— Start of Provided data —
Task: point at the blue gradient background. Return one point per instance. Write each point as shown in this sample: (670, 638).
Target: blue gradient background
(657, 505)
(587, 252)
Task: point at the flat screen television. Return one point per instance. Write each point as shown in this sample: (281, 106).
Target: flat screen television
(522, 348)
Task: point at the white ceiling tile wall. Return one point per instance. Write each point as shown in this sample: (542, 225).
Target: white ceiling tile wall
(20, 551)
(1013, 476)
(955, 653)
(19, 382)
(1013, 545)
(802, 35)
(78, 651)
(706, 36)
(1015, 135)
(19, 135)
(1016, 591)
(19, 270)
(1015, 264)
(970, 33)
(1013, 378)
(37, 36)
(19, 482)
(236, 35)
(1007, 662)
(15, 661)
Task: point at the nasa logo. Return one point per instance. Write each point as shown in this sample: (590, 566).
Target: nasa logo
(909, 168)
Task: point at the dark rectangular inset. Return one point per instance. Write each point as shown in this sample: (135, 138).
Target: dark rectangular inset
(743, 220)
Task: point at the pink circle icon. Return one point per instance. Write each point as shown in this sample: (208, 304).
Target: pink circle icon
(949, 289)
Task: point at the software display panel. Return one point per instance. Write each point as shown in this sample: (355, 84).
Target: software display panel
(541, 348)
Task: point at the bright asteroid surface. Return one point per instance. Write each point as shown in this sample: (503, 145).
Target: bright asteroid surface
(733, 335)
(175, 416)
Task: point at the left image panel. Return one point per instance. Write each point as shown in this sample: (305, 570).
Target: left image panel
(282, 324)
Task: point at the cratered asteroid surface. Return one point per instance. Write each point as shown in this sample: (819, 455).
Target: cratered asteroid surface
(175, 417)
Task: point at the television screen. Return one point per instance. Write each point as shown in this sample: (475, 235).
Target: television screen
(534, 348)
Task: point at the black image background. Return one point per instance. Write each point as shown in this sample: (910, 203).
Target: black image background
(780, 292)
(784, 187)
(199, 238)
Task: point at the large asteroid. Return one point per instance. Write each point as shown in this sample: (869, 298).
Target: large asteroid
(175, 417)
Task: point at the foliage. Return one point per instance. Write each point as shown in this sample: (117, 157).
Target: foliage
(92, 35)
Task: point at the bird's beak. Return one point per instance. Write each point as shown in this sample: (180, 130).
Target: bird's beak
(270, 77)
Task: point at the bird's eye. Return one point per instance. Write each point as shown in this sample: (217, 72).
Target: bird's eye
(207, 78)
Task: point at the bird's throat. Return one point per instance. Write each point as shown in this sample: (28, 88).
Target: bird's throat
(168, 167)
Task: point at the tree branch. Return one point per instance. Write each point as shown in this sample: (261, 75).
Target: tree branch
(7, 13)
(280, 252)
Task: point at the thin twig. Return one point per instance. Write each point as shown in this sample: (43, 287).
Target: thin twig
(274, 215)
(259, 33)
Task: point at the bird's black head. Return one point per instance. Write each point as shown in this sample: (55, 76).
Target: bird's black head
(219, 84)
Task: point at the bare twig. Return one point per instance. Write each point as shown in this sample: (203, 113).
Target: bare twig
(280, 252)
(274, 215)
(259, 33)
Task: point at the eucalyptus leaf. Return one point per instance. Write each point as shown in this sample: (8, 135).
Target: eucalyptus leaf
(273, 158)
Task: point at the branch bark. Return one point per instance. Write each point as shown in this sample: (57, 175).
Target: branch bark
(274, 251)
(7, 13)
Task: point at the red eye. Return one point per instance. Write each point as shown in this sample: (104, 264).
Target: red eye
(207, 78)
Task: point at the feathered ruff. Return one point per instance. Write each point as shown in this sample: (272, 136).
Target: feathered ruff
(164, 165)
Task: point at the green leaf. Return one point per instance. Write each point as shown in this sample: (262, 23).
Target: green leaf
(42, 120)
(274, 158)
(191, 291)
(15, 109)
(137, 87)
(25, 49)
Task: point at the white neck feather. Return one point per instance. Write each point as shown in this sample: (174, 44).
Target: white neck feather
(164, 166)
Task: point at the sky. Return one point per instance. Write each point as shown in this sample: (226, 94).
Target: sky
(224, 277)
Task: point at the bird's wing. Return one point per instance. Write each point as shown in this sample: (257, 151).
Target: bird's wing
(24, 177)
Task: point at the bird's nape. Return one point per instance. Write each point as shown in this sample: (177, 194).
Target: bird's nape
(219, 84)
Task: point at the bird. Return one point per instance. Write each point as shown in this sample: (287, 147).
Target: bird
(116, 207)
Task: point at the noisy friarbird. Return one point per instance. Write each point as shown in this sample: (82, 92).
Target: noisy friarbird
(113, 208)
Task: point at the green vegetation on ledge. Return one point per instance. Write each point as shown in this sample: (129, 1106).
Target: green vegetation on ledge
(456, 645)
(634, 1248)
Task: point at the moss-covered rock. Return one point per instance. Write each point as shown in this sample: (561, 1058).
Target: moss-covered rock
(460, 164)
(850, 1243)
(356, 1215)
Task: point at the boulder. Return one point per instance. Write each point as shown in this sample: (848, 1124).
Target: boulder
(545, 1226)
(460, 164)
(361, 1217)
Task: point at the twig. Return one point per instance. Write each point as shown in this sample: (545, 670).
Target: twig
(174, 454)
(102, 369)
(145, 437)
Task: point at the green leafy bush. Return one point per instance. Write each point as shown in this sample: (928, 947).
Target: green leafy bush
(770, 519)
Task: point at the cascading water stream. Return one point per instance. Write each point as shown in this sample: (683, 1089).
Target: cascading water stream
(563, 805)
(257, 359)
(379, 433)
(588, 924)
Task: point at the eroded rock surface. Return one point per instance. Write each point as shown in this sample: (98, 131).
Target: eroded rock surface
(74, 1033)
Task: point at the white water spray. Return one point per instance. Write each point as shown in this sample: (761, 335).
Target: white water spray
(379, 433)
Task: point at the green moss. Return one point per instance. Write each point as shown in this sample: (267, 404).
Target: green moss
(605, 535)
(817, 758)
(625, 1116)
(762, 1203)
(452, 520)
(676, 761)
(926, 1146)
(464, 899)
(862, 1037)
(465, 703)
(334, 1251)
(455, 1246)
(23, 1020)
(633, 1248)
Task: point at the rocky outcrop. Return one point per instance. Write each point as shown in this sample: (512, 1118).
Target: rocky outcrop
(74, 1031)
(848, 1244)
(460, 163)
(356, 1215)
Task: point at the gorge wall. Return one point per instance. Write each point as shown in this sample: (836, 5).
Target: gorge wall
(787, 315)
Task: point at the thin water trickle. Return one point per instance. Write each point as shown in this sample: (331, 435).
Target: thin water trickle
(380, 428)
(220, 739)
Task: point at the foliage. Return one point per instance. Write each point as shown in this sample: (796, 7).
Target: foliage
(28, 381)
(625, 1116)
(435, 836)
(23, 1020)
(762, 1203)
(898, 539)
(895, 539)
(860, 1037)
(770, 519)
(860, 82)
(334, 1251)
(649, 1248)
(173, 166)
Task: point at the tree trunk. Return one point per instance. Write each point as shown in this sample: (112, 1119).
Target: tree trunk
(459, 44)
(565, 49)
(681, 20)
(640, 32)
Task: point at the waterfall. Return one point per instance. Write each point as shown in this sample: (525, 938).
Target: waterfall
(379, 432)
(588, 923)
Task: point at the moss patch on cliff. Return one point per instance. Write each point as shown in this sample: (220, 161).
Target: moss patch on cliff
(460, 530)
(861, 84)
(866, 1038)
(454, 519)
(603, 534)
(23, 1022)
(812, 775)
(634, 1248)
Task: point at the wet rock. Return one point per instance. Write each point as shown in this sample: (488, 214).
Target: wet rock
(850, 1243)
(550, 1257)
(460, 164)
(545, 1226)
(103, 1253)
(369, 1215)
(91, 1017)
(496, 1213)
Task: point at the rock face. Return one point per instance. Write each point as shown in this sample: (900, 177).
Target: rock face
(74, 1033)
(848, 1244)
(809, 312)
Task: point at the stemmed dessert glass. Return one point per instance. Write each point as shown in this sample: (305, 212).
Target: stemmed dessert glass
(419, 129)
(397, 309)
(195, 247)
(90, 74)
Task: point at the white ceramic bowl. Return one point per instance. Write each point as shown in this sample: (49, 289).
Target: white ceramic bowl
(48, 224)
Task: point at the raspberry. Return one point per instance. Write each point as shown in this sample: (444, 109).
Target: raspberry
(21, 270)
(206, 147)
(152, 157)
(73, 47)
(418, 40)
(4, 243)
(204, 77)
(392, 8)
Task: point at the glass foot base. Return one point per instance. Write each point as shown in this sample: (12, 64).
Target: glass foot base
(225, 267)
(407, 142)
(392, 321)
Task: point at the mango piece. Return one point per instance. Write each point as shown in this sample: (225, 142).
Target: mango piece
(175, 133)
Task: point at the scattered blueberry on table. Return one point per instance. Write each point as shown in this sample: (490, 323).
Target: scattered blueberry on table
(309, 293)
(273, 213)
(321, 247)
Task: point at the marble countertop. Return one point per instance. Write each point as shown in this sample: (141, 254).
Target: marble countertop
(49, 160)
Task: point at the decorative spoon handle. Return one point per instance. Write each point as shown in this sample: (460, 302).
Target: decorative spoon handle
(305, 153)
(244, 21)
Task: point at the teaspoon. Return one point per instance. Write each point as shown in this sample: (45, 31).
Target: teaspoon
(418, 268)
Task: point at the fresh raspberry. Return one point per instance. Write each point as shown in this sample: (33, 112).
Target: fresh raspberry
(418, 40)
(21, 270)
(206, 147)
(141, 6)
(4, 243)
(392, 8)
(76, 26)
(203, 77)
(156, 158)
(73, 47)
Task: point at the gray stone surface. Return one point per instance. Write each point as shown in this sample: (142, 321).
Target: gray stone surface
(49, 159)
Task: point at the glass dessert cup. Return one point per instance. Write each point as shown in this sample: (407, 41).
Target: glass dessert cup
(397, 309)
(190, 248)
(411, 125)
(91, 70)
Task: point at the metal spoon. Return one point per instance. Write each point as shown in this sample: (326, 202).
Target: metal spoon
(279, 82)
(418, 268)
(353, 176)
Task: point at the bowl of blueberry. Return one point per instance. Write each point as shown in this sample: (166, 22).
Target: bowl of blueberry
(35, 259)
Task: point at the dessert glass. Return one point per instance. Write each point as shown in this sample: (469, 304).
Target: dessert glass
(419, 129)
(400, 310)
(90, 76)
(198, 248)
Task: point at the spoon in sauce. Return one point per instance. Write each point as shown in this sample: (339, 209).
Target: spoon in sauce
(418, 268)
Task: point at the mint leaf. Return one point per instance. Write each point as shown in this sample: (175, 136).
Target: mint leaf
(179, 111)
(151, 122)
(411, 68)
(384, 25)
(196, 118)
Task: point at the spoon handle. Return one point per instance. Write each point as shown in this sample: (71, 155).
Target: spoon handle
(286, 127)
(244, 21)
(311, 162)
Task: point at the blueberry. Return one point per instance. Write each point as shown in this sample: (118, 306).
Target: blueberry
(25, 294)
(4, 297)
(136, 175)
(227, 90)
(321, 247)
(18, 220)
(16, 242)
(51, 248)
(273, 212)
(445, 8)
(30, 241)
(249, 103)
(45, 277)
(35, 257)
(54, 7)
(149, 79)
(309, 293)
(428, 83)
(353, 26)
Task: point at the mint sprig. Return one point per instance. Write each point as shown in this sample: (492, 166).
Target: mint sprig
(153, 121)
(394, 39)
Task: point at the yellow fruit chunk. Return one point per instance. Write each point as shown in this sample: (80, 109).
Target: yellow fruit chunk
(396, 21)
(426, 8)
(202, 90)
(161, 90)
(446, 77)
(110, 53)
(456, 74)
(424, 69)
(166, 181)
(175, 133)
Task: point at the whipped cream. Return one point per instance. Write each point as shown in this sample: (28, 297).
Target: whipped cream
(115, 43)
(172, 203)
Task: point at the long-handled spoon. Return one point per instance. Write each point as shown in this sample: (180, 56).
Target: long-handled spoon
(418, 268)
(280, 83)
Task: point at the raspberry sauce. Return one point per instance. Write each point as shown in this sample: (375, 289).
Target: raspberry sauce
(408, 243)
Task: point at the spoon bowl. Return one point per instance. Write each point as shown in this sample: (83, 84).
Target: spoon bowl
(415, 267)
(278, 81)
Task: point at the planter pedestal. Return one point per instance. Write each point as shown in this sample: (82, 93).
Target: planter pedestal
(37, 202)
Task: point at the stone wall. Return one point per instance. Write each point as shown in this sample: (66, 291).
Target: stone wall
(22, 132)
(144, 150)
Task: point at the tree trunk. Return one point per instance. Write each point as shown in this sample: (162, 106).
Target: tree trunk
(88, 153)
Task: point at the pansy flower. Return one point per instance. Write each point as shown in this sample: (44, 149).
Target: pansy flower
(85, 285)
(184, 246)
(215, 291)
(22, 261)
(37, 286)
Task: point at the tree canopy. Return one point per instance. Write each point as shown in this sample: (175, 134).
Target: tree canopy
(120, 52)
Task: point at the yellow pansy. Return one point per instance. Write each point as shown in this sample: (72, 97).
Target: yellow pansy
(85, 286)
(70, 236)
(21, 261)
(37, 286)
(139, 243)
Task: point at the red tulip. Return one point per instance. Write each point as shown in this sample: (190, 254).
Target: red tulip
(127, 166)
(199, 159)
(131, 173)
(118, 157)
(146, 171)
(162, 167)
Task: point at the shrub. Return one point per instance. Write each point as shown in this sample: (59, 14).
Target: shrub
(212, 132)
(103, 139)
— End of Provided data —
What you will do. Copy exactly the lines from the one containing "Task: point at the tree canopy." through the last line of the records, both included, and nothing else.

Written reply.
Task: point at the tree canopy. Return one point per instance. Write each point as shown in this sample: (175, 134).
Target: tree canopy
(120, 52)
Task: point at the yellow pansy. Return one point per instance. Write each point as shown in this sample: (72, 97).
Target: yellow pansy
(85, 286)
(70, 236)
(21, 261)
(37, 286)
(139, 243)
Task: point at the red tulip. Return one point per instance. Write each point as shown in this sample: (190, 254).
Target: red tulip
(127, 166)
(199, 159)
(131, 173)
(118, 157)
(146, 171)
(162, 167)
Task: point at the shrub. Return one point per instance. Write each point as shown in this sample: (59, 14).
Target: shrub
(212, 132)
(103, 139)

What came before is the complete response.